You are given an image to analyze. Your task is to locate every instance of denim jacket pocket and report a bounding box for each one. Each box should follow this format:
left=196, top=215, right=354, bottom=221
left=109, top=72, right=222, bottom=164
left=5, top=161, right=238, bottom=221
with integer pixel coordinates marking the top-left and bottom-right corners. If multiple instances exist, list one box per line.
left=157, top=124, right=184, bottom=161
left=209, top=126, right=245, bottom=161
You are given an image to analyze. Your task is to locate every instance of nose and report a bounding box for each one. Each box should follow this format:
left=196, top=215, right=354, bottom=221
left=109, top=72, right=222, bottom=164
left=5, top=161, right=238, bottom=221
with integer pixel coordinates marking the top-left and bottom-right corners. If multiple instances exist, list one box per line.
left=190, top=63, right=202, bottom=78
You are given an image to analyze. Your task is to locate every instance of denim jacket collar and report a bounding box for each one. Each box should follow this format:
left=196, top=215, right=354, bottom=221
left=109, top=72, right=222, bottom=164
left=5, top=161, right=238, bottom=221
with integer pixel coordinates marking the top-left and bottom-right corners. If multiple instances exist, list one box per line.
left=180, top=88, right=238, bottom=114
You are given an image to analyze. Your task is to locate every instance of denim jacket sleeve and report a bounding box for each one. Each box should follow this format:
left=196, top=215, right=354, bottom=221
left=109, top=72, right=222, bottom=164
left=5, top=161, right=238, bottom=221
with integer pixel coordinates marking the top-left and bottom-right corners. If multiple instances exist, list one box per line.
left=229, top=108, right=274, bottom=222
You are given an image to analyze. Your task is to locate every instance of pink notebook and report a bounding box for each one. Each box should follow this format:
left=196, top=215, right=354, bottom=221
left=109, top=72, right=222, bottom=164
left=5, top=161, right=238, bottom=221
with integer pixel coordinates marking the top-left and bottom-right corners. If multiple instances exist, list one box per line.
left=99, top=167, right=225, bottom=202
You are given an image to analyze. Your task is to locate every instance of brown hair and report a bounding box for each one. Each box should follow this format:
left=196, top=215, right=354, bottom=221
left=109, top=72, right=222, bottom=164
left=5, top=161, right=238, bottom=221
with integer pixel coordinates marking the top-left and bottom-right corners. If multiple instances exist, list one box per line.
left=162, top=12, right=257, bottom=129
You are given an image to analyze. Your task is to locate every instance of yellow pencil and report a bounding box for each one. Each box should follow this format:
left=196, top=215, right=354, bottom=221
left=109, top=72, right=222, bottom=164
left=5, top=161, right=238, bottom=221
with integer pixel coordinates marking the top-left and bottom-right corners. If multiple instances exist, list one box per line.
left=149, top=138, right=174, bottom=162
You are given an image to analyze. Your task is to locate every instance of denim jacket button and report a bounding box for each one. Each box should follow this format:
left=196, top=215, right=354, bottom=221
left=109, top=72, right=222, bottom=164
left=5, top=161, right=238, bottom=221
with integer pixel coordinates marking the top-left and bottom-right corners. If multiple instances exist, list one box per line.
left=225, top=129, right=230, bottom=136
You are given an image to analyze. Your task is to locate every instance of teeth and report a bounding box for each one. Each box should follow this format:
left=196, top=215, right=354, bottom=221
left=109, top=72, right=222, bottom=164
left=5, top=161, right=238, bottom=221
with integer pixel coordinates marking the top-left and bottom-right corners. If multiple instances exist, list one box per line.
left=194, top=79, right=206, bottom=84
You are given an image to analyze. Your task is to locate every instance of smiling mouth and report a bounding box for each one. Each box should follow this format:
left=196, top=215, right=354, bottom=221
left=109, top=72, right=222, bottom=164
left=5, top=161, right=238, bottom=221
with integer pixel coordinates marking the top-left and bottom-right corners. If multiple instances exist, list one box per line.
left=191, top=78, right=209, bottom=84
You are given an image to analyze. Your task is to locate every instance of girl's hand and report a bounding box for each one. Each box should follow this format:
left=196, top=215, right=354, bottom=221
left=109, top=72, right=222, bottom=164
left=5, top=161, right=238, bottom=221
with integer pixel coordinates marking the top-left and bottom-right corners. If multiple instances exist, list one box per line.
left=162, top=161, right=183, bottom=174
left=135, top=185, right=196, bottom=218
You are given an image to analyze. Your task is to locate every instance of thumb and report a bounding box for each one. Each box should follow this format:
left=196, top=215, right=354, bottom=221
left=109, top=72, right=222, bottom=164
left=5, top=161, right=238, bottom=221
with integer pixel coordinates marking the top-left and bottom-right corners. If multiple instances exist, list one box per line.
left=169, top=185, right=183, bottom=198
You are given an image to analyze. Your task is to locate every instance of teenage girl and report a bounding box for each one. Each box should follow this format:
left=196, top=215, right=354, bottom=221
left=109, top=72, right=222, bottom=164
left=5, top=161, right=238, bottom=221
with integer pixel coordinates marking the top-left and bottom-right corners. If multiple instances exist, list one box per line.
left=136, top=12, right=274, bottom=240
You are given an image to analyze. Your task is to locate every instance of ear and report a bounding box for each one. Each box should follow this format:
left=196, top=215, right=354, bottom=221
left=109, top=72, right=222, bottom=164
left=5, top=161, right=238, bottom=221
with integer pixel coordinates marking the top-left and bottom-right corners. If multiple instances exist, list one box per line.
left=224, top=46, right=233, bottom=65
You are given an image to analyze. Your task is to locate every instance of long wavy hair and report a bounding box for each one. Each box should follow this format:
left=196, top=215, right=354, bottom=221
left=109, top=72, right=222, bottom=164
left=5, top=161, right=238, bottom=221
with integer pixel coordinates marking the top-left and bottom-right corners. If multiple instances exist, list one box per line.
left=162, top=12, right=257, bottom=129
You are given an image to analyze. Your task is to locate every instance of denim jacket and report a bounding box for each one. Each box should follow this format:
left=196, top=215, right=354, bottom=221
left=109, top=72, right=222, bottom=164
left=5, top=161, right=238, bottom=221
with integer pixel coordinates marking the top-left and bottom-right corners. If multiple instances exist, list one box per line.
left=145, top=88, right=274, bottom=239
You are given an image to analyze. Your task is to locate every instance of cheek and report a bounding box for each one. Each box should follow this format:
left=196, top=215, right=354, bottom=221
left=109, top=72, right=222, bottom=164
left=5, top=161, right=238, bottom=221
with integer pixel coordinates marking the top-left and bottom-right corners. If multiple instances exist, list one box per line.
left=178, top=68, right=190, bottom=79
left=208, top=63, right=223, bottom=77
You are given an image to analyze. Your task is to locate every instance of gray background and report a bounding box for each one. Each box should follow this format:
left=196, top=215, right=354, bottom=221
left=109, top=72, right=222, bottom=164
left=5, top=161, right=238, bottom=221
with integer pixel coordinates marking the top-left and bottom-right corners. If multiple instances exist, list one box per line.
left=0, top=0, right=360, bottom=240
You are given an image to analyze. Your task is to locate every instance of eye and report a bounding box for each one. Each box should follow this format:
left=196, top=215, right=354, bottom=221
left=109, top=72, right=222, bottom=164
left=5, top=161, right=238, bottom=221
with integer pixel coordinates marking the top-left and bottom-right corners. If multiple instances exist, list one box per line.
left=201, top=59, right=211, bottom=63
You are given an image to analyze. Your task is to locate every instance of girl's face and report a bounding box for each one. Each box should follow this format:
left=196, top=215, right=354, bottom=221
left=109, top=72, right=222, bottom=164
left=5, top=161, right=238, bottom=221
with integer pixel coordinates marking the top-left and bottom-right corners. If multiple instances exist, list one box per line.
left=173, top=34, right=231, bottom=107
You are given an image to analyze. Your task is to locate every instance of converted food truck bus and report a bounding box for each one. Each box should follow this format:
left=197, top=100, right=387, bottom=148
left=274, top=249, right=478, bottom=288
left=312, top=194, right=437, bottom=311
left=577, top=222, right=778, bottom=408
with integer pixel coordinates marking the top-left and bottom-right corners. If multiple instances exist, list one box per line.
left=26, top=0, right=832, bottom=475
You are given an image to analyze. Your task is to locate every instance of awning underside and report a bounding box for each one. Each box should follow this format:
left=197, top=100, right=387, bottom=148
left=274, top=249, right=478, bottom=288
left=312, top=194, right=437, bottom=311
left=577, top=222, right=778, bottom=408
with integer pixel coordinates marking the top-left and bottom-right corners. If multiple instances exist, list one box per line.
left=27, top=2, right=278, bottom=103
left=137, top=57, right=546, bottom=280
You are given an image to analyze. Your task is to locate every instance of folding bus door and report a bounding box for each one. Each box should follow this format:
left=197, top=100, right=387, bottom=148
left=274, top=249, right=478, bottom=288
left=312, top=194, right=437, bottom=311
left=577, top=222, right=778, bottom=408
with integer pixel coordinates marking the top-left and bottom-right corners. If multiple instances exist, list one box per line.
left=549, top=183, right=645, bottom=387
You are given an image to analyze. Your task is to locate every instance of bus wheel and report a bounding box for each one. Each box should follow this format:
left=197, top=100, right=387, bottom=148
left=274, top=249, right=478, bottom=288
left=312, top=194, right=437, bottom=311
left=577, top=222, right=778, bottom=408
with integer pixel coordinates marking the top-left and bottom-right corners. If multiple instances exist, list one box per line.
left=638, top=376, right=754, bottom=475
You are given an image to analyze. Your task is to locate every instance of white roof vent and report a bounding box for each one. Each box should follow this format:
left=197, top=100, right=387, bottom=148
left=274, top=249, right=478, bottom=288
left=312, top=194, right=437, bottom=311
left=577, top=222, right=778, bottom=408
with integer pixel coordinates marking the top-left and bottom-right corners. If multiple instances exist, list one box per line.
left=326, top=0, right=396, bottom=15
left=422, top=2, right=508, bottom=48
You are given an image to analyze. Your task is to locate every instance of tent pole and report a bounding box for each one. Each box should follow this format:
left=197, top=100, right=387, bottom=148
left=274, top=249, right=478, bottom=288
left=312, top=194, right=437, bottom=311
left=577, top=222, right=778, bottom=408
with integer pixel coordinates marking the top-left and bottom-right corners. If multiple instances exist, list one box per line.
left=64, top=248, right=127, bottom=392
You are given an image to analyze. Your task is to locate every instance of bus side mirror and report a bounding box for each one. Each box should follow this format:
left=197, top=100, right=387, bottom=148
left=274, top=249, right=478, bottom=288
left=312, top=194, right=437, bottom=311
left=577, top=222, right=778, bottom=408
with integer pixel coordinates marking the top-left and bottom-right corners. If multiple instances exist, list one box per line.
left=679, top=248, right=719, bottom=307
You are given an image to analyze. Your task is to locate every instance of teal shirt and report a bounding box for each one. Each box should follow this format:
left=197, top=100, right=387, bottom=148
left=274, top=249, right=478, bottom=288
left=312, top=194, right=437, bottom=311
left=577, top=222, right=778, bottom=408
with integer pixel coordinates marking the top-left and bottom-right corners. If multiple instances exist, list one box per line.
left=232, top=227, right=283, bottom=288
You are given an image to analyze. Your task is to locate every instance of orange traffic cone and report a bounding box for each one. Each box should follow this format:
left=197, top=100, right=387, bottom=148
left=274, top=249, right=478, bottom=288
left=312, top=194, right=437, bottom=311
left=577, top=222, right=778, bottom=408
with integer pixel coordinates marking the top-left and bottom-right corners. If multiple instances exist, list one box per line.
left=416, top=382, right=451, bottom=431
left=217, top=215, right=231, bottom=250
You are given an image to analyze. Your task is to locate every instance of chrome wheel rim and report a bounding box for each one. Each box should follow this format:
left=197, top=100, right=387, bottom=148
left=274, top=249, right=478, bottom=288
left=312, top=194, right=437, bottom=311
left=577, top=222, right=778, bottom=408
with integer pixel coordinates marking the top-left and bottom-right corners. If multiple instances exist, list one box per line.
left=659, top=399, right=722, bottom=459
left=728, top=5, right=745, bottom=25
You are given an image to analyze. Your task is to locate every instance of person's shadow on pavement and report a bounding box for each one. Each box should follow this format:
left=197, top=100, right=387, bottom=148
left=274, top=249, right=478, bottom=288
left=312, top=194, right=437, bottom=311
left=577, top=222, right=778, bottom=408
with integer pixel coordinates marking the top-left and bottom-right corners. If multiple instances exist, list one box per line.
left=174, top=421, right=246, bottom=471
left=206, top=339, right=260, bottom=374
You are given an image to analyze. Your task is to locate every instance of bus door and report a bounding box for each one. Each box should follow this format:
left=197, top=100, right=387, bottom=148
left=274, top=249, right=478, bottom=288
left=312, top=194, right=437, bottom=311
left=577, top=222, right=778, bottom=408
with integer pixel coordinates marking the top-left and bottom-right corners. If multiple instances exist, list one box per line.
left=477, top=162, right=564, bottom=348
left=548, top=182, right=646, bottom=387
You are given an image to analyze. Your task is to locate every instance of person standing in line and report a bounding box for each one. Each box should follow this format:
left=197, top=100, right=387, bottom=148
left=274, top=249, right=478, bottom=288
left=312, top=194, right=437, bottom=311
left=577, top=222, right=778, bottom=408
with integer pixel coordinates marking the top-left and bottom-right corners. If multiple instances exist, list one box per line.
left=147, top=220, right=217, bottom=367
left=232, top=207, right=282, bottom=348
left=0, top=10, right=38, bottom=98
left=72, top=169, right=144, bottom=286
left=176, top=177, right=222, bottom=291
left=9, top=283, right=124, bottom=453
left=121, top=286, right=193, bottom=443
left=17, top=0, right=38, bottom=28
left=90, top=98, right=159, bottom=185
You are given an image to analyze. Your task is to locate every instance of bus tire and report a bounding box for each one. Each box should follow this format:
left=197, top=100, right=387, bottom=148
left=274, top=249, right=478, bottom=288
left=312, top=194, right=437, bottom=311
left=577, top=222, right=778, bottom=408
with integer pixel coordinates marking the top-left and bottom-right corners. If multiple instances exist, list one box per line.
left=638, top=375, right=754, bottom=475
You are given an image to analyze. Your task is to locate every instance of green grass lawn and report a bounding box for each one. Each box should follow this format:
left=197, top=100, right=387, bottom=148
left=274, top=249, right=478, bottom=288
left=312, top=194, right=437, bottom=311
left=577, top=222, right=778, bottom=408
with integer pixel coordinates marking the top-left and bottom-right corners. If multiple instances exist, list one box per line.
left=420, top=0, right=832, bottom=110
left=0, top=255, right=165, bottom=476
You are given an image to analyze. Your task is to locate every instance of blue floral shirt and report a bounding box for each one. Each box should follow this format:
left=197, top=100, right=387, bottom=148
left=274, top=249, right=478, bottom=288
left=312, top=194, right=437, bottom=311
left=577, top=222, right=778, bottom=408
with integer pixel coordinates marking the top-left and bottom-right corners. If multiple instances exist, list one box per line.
◆ ◆ ◆ ◆ ◆ ◆ ◆
▸ **Aim of the exercise**
Extract verbatim the stretch of the records from the line containing "instance of tent" through the line containing "left=64, top=248, right=127, bottom=392", including both of those lines.

▸ **Finished task**
You are given an image to analyze. Your task is to locate every instance of tent pole and report a bounding box for each one. Each box should follow this format:
left=197, top=100, right=387, bottom=148
left=274, top=249, right=478, bottom=288
left=312, top=194, right=437, bottom=311
left=577, top=222, right=778, bottom=408
with integer pixel coordinates marking the top-left and bottom-right corners. If multiple instances exist, list one box per line.
left=64, top=248, right=127, bottom=392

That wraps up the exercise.